[Image annotation data]
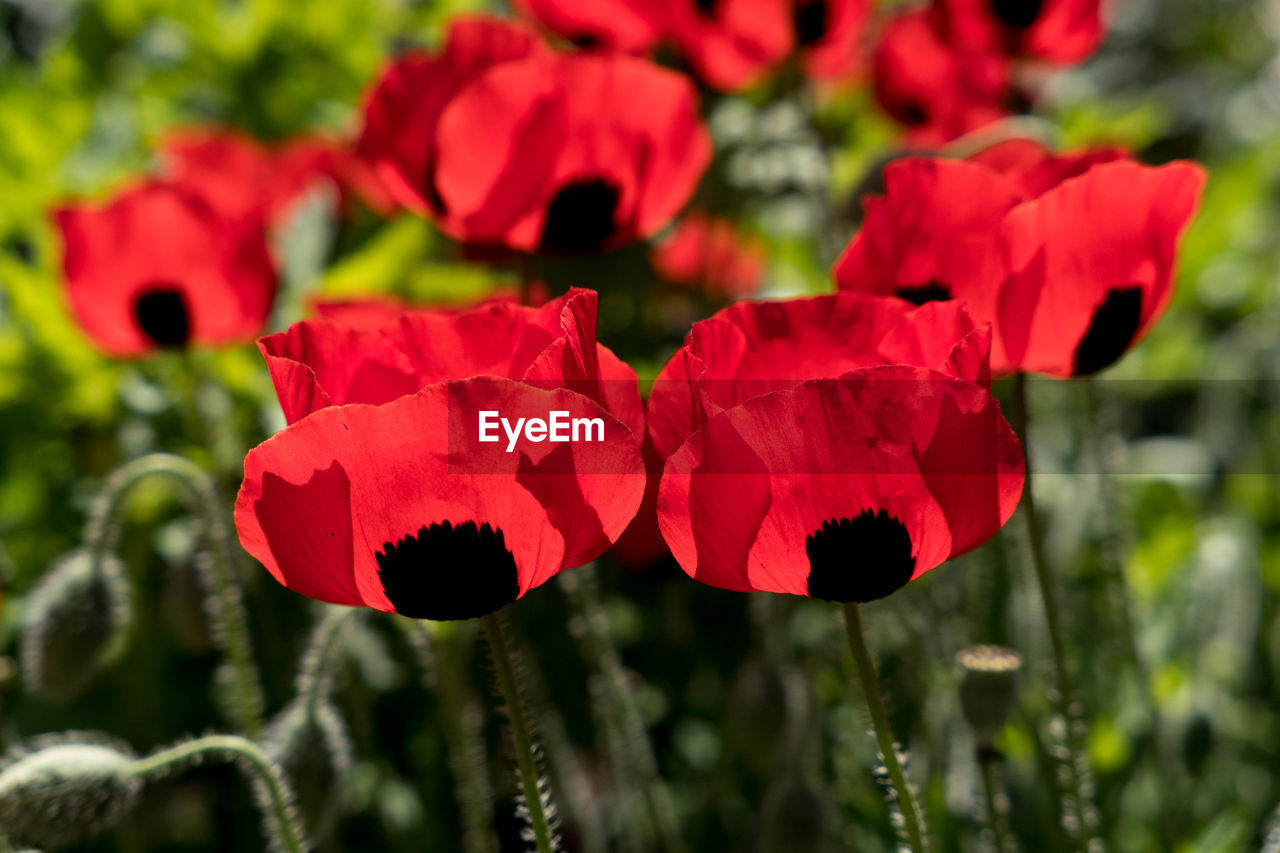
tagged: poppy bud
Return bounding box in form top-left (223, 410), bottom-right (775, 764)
top-left (726, 660), bottom-right (804, 776)
top-left (20, 549), bottom-right (133, 701)
top-left (262, 699), bottom-right (351, 839)
top-left (956, 646), bottom-right (1023, 747)
top-left (760, 779), bottom-right (828, 850)
top-left (0, 736), bottom-right (142, 847)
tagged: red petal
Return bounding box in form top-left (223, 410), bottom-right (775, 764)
top-left (257, 320), bottom-right (422, 424)
top-left (54, 182), bottom-right (275, 356)
top-left (649, 293), bottom-right (989, 466)
top-left (996, 161), bottom-right (1204, 377)
top-left (236, 378), bottom-right (644, 610)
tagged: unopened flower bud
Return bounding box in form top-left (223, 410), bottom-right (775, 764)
top-left (20, 549), bottom-right (132, 701)
top-left (760, 779), bottom-right (829, 853)
top-left (0, 736), bottom-right (142, 848)
top-left (262, 699), bottom-right (352, 839)
top-left (726, 658), bottom-right (804, 776)
top-left (956, 646), bottom-right (1023, 747)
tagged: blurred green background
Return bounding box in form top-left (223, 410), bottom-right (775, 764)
top-left (0, 0), bottom-right (1280, 853)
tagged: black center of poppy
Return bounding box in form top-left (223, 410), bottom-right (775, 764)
top-left (804, 510), bottom-right (915, 602)
top-left (133, 284), bottom-right (191, 348)
top-left (893, 280), bottom-right (951, 305)
top-left (794, 0), bottom-right (831, 47)
top-left (895, 101), bottom-right (929, 127)
top-left (541, 178), bottom-right (620, 252)
top-left (1071, 287), bottom-right (1142, 377)
top-left (374, 521), bottom-right (520, 620)
top-left (991, 0), bottom-right (1044, 29)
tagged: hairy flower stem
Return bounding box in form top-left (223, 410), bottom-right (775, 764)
top-left (1012, 373), bottom-right (1092, 848)
top-left (84, 453), bottom-right (264, 736)
top-left (396, 617), bottom-right (498, 853)
top-left (845, 602), bottom-right (928, 853)
top-left (297, 607), bottom-right (348, 720)
top-left (129, 735), bottom-right (308, 853)
top-left (558, 564), bottom-right (686, 853)
top-left (978, 745), bottom-right (1018, 853)
top-left (481, 612), bottom-right (559, 853)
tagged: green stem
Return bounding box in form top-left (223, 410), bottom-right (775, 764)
top-left (396, 617), bottom-right (498, 853)
top-left (978, 747), bottom-right (1015, 853)
top-left (297, 607), bottom-right (348, 720)
top-left (558, 564), bottom-right (686, 853)
top-left (845, 602), bottom-right (928, 853)
top-left (1012, 373), bottom-right (1089, 849)
top-left (84, 453), bottom-right (264, 736)
top-left (129, 735), bottom-right (307, 853)
top-left (481, 613), bottom-right (559, 853)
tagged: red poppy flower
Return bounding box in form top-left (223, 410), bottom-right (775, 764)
top-left (259, 288), bottom-right (644, 435)
top-left (791, 0), bottom-right (870, 79)
top-left (664, 0), bottom-right (796, 91)
top-left (649, 293), bottom-right (991, 459)
top-left (356, 15), bottom-right (547, 222)
top-left (435, 54), bottom-right (710, 252)
top-left (872, 9), bottom-right (1012, 146)
top-left (236, 289), bottom-right (645, 619)
top-left (236, 376), bottom-right (644, 619)
top-left (936, 0), bottom-right (1103, 63)
top-left (996, 160), bottom-right (1204, 377)
top-left (515, 0), bottom-right (663, 54)
top-left (649, 296), bottom-right (1023, 601)
top-left (652, 211), bottom-right (765, 298)
top-left (54, 182), bottom-right (276, 356)
top-left (161, 128), bottom-right (381, 222)
top-left (835, 141), bottom-right (1204, 377)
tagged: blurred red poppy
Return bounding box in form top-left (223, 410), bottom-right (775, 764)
top-left (236, 291), bottom-right (645, 619)
top-left (52, 181), bottom-right (276, 356)
top-left (791, 0), bottom-right (870, 79)
top-left (356, 15), bottom-right (547, 222)
top-left (872, 9), bottom-right (1015, 146)
top-left (513, 0), bottom-right (663, 53)
top-left (361, 20), bottom-right (710, 254)
top-left (649, 296), bottom-right (1023, 601)
top-left (663, 0), bottom-right (796, 91)
top-left (436, 54), bottom-right (710, 254)
top-left (835, 141), bottom-right (1204, 377)
top-left (934, 0), bottom-right (1103, 63)
top-left (652, 210), bottom-right (765, 300)
top-left (160, 127), bottom-right (393, 222)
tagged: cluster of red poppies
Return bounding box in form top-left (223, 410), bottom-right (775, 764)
top-left (49, 0), bottom-right (1203, 619)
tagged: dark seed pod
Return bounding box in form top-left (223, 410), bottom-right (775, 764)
top-left (760, 779), bottom-right (831, 853)
top-left (262, 699), bottom-right (352, 839)
top-left (0, 734), bottom-right (142, 848)
top-left (19, 549), bottom-right (133, 701)
top-left (956, 646), bottom-right (1023, 747)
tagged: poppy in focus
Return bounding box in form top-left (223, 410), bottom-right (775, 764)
top-left (52, 182), bottom-right (276, 357)
top-left (872, 9), bottom-right (1016, 146)
top-left (791, 0), bottom-right (870, 79)
top-left (236, 291), bottom-right (645, 619)
top-left (835, 141), bottom-right (1204, 377)
top-left (649, 295), bottom-right (1023, 602)
top-left (652, 211), bottom-right (765, 300)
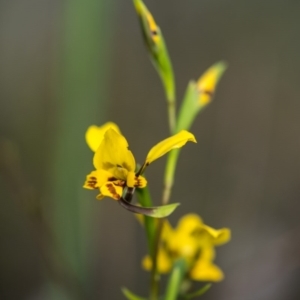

● **What this task involves**: Count how many lines in the rows above contain the string "stem", treating uppercase and lowercase as different, and reply with only that number.

● **Finished exercise**: 2